Text excerpt:
[Start of Attachment]

CAREER: Rare Sugar Activation and Incorporation into Bacterial Glycan Polymers
New York University, New York NY
Investigators
Abstract
With the support of the Chemistry of Life Processes (CLP) program in the Division of Chemistry, Tania Lupoli from New York University will investigate the synthesis and recognition of sugars unique to bacterial cell surfaces. Almost all bacteria contain polymers composed of sugars, called polysaccharides, that extend from their cell surfaces. Many bacterial surface polysaccharides contain rare sugars, which are bacteria-specific monosaccharides that are absent in mammals, including humans. While scientists recognize that rare sugars are important for mediating interactions between bacteria and their environments, there is still incomplete understanding of how rare sugar-containing polymers are assembled and how these enable survival in hosts during infection. The proposed experiments aim to develop chemical approaches to study enzymes that recognize rare sugars, with the goal of providing chemical tools to analyze bacterial interactions with their environments. This work will enable graduate students to obtain training in synthetic chemistry, biochemistry and microbiology. This project will also be integrated into educational outreach programs on infectious disease, bacterial survival and antibiotic design to inspire future scientists. This research project seeks to develop routes to nucleotide rare sugars, and to quantitatively characterize their interactions with glycosyltransferase enzymes that assemble bacterial surface polysaccharides. Rare bacterial sugars are over-represented in 6-deoxysugars, which lack the canonical hydroxyl group found on C6 of the hexose ring, and are typically L- as opposed to D-isomers. This proposal seeks to develop reagents to decipher the molecular consequences of installing sugars with uncommon stereochemistry that lack a 6-hydroxyl group into the cell surface of bacteria, with a focus on Gram-negative bacteria. Robust synthetic and chemoenzymatic routes to activated rare sugar substrates will be developed. The mechanism and catalytic sites of rare sugar-utilizing glycosyltransferases will be determined using detailed kinetic and mutagenesis studies. This work is expected to help establish molecular rules for recognition of 6-deoxysugars by bacterial glycosyltransferases that are currently uncharacterized. This award reflects NSF's statutory mission and has been deemed worthy of support through evaluation using the Foundation's intellectual merit and broader impacts review criteria.

[End of Attachment]

Exercise data:
[Start of Attachment]

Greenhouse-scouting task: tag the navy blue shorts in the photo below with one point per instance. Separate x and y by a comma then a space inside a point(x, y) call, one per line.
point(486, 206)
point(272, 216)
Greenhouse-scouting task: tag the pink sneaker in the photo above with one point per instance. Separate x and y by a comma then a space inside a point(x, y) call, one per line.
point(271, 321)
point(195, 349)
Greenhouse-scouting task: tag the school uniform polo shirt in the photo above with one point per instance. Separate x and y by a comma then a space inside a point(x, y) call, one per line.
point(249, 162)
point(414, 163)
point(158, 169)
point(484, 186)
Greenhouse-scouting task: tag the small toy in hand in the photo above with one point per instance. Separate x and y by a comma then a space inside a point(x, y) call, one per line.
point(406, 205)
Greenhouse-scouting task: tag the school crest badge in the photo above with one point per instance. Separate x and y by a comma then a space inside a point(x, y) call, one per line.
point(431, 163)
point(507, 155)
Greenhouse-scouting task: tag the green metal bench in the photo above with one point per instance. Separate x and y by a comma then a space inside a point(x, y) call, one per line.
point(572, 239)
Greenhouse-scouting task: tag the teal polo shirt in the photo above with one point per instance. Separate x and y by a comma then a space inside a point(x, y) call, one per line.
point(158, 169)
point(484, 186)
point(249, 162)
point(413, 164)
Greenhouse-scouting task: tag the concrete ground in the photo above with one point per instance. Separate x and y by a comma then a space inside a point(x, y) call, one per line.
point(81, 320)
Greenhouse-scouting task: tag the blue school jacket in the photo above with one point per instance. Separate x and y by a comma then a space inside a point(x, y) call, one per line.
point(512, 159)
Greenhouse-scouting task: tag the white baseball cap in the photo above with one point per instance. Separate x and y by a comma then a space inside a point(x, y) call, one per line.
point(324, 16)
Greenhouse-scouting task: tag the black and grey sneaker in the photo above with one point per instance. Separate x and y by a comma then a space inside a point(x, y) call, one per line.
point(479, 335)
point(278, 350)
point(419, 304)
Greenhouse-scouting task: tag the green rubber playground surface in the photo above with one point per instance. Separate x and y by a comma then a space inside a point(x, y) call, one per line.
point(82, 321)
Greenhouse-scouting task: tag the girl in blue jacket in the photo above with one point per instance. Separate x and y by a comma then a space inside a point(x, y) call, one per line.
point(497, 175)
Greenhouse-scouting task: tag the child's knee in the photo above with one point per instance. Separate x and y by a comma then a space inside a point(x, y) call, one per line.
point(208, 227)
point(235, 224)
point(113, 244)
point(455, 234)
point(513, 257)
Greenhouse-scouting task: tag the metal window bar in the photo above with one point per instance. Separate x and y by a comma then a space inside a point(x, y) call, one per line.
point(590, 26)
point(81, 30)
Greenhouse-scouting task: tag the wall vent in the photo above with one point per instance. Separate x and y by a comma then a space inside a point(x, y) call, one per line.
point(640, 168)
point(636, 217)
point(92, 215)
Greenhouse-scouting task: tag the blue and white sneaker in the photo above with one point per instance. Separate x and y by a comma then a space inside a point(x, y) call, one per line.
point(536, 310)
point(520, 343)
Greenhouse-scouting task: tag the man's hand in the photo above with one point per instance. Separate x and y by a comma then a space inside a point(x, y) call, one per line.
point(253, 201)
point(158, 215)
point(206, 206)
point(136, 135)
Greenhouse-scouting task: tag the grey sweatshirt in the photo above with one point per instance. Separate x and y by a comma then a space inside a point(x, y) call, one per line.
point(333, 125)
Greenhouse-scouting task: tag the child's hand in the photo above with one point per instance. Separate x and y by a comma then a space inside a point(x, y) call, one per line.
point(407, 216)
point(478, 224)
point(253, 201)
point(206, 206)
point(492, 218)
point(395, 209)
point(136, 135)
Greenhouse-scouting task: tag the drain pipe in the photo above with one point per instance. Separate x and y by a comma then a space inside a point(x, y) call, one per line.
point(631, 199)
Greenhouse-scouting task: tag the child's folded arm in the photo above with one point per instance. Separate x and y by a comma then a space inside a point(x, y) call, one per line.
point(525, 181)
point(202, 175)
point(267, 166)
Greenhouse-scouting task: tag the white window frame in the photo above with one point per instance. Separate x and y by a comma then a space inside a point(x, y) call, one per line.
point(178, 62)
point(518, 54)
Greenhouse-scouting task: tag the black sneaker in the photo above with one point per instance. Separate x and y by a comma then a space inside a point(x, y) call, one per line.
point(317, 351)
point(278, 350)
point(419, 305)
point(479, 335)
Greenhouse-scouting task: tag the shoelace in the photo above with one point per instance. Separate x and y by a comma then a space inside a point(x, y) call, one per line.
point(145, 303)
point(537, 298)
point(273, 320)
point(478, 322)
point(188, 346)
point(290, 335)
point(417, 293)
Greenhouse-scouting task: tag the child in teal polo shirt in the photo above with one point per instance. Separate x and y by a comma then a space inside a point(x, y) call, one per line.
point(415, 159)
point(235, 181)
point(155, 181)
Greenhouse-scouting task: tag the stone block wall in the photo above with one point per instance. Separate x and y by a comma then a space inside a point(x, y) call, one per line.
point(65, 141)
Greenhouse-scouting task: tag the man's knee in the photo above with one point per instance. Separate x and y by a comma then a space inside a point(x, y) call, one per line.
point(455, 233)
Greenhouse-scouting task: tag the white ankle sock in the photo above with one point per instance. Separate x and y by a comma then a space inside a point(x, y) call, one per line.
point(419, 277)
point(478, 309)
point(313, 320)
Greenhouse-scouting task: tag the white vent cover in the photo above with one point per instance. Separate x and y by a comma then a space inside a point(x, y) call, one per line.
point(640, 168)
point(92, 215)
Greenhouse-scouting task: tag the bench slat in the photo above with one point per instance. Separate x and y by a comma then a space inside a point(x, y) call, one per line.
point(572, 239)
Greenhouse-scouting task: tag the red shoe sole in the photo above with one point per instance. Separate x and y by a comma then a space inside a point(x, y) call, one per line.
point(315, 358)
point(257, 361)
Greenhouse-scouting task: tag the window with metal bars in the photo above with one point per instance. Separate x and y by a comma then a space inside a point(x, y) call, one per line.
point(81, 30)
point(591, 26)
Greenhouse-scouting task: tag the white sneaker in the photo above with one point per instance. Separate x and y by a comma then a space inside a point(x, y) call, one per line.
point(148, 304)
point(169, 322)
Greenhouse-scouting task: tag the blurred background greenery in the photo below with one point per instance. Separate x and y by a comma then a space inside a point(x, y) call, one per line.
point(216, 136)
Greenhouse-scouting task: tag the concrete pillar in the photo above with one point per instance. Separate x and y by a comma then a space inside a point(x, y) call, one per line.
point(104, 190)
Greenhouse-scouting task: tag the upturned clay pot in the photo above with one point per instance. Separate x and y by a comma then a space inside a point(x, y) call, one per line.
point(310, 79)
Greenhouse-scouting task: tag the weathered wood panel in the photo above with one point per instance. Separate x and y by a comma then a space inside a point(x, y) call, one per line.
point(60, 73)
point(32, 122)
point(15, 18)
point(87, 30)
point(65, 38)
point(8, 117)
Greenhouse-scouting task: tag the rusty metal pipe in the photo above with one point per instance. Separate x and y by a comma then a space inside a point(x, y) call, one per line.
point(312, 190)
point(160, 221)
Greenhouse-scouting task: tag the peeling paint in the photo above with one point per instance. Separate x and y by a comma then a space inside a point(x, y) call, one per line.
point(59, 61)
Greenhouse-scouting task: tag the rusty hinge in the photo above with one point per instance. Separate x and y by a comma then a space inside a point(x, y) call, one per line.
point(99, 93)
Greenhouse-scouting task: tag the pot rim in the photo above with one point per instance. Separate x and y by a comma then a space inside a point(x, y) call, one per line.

[End of Attachment]

Required actions:
A) According to the rare sugar abstract, what do 6-deoxysugars lack?
B) List every field in which the rare sugar abstract says graduate students will obtain training.

Results by task:
A) The canonical hydroxyl group found on C6 of the hexose ring.

B) Synthetic chemistry, biochemistry, microbiology